- [TASK GOAL]: Swap "Photo" for "Image" throughout all the items below and give them again with nothing else changed, leaving out the pictures.

## START

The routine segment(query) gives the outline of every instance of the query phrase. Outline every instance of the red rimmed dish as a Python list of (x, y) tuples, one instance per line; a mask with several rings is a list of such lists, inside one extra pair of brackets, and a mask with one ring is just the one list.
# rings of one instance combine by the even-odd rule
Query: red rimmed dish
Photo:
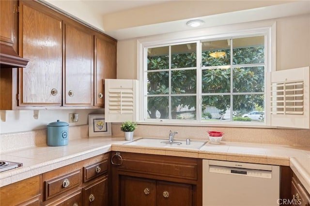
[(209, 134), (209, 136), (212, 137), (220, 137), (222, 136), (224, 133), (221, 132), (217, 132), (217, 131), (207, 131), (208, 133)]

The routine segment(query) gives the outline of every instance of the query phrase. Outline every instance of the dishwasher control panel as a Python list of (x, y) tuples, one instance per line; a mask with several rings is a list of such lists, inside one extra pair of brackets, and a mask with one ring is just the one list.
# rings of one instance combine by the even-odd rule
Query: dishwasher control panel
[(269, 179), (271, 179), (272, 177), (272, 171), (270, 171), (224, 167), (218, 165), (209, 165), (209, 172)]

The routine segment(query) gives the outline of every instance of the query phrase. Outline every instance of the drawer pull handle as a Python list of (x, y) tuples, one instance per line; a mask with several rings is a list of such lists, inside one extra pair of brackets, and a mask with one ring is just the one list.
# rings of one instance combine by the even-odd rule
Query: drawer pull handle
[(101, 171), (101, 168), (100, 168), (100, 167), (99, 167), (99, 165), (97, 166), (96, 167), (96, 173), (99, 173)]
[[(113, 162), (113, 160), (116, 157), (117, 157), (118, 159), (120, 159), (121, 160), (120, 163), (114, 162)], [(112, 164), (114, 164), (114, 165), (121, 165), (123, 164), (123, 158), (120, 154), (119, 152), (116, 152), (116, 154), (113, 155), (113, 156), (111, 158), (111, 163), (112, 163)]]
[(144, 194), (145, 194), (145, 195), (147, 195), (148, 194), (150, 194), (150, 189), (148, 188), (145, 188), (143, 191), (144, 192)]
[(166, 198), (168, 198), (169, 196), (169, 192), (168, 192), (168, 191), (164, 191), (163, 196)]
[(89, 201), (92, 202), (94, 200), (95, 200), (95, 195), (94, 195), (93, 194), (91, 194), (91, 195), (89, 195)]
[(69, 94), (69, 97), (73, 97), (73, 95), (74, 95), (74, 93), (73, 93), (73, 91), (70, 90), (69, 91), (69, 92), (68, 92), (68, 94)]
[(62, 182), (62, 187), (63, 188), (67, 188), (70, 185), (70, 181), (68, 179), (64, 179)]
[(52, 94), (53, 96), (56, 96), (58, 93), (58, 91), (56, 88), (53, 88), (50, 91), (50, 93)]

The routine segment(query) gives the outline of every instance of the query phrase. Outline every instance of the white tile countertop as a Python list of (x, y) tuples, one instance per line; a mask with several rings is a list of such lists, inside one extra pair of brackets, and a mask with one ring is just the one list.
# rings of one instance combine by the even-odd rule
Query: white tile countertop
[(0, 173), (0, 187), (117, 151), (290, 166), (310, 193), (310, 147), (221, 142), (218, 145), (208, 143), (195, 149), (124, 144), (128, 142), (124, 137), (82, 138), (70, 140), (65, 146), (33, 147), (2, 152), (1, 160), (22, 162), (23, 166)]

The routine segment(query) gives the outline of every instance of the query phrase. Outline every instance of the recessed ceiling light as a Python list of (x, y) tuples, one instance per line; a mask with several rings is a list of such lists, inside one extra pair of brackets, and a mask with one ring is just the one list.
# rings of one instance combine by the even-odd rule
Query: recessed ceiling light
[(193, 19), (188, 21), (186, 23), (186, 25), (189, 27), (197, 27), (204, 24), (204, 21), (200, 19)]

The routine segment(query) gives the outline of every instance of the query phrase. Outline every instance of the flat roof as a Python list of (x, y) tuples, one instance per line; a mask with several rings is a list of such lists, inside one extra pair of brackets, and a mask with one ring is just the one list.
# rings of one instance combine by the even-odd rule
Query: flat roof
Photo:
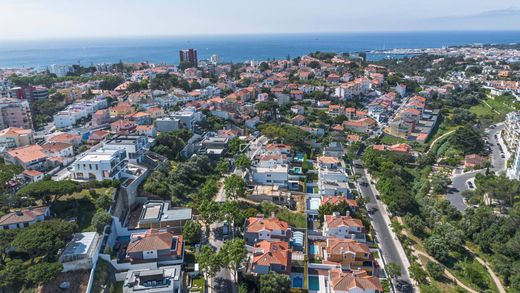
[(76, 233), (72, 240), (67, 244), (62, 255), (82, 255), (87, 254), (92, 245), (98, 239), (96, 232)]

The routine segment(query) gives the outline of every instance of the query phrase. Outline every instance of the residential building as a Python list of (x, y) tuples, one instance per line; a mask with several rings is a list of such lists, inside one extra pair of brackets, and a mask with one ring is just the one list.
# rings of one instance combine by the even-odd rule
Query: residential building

## END

- [FULL ANSWER]:
The routine segment(query) gives the outline of every instance of the query phrase. Outline every instance of the red rimmed dish as a Python list of (x, y) tuples, one instance per line; a mask with several rings is a list of such lists, inside one extra pair of brackets, and a mask with one ring is just the one list.
# rings of one instance combine by the even-odd rule
Query: red rimmed dish
Image:
[(209, 134), (209, 136), (212, 137), (220, 137), (222, 136), (224, 133), (221, 132), (217, 132), (217, 131), (207, 131), (208, 133)]

The routine segment(query) gives the outline of every instance of the query phrase. Outline every instance of the dishwasher control panel as a Python list of (x, y) tuples, one instance per line; a mask with several rings is a list of such lists, inside one extra pair of brackets, and a mask with one ring is just the one list.
# rings of one instance combine by the even-odd rule
Query: dishwasher control panel
[(269, 179), (271, 179), (272, 177), (272, 171), (270, 171), (224, 167), (218, 165), (209, 165), (209, 172)]

The routine segment(query) gives the outline of every instance of the query phrase. Outline every instance of the drawer pull handle as a Python list of (x, y) tuples, one instance per line; a mask with several rings is a list of such lists, inside one extra pair of brackets, and a mask with one ring is just the one list.
# rings of one instance combine by the even-odd rule
Query: drawer pull handle
[(101, 171), (101, 168), (100, 168), (100, 167), (99, 167), (99, 165), (97, 166), (96, 167), (96, 173), (99, 173)]
[[(113, 162), (113, 160), (116, 157), (117, 157), (118, 159), (120, 159), (121, 160), (120, 163), (114, 162)], [(112, 164), (114, 164), (114, 165), (121, 165), (123, 164), (123, 158), (120, 154), (119, 152), (116, 152), (116, 154), (113, 155), (113, 156), (111, 158), (111, 163), (112, 163)]]
[(144, 194), (145, 194), (145, 195), (147, 195), (148, 194), (150, 194), (150, 189), (148, 188), (145, 188), (143, 191), (144, 192)]
[(166, 198), (168, 198), (169, 196), (169, 192), (168, 192), (168, 191), (164, 191), (163, 196)]
[(89, 201), (92, 202), (94, 200), (95, 200), (95, 195), (94, 195), (93, 194), (91, 194), (91, 195), (89, 195)]
[(69, 94), (69, 97), (73, 97), (73, 95), (74, 95), (74, 93), (73, 93), (73, 91), (70, 90), (69, 91), (69, 92), (68, 92), (68, 94)]
[(62, 182), (62, 187), (63, 188), (67, 188), (70, 185), (70, 181), (68, 179), (64, 179)]
[(52, 94), (53, 96), (56, 96), (58, 93), (58, 91), (56, 88), (53, 88), (50, 91), (50, 93)]

The routine segment(query) gives the outline of every instance of the query phrase. Outline every instance of the white tile countertop as a Python list of (x, y) tuples, one instance per line; a mask with several rings is a list of such lists, inside one extra pair of brackets, and a mask with one ring is just the one list.
# rings of one instance combine by the even-odd rule
Query: white tile countertop
[(0, 173), (0, 187), (117, 151), (290, 166), (310, 193), (310, 147), (221, 142), (218, 145), (208, 143), (195, 149), (124, 144), (128, 142), (124, 137), (82, 138), (70, 140), (65, 146), (33, 147), (2, 152), (1, 160), (22, 162), (23, 166)]

The routine segment(query) gives the outline of every instance of the query phrase. Outline every instance of the recessed ceiling light as a Python list of (x, y) tuples, one instance per line; a mask with several rings is a list of such lists, inside one extra pair of brackets, and a mask with one ring is just the one list.
# rings of one instance combine by the even-odd rule
Query: recessed ceiling light
[(193, 19), (188, 21), (186, 23), (186, 25), (189, 27), (197, 27), (204, 24), (204, 21), (200, 19)]

The routine segment(query) gives the outline of every instance of the query phrase. Outline every instance of the flat roof as a Python list of (x, y) tuples, one instance per line; a mask with several rings is a list of such lists, inside one extra pair of brackets, and a mask with one ring is just the one list.
# rings of one instance combine by the even-odd rule
Query: flat roof
Image:
[(76, 233), (72, 240), (67, 244), (62, 255), (82, 255), (87, 254), (92, 245), (98, 239), (96, 232)]

The routine segment(query) gives the outline of every instance of the query phrase. Outline every instance of the residential building as a Python list of (x, y) tuples, one instance per line; a mask with several rings is a list of such lists, inside one extra pair of brackets, and a mask with one ring is just the one list.
# rings of one instance combine by the even-odd rule
Query: residential building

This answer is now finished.